*Work required*: Pick out every line of the entries that contains the string "point", matching case exactly, and copy each one.

>> Start Records supplied

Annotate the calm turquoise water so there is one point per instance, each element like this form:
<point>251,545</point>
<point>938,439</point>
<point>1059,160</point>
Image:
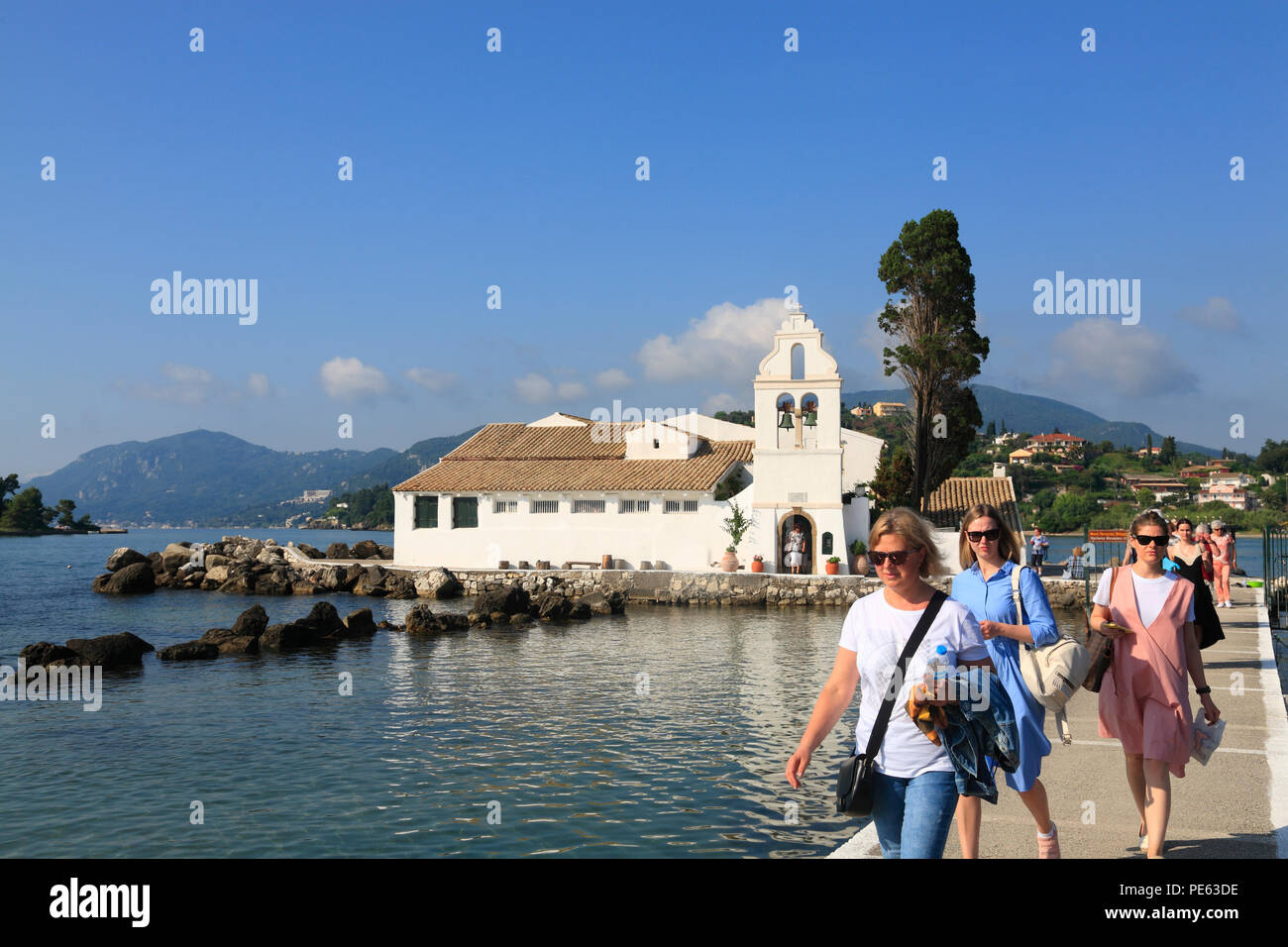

>> End Records supplied

*Written answer*:
Annotate the calm turquoise water so there is one point per instance, each element like this form:
<point>251,545</point>
<point>938,439</point>
<point>1059,160</point>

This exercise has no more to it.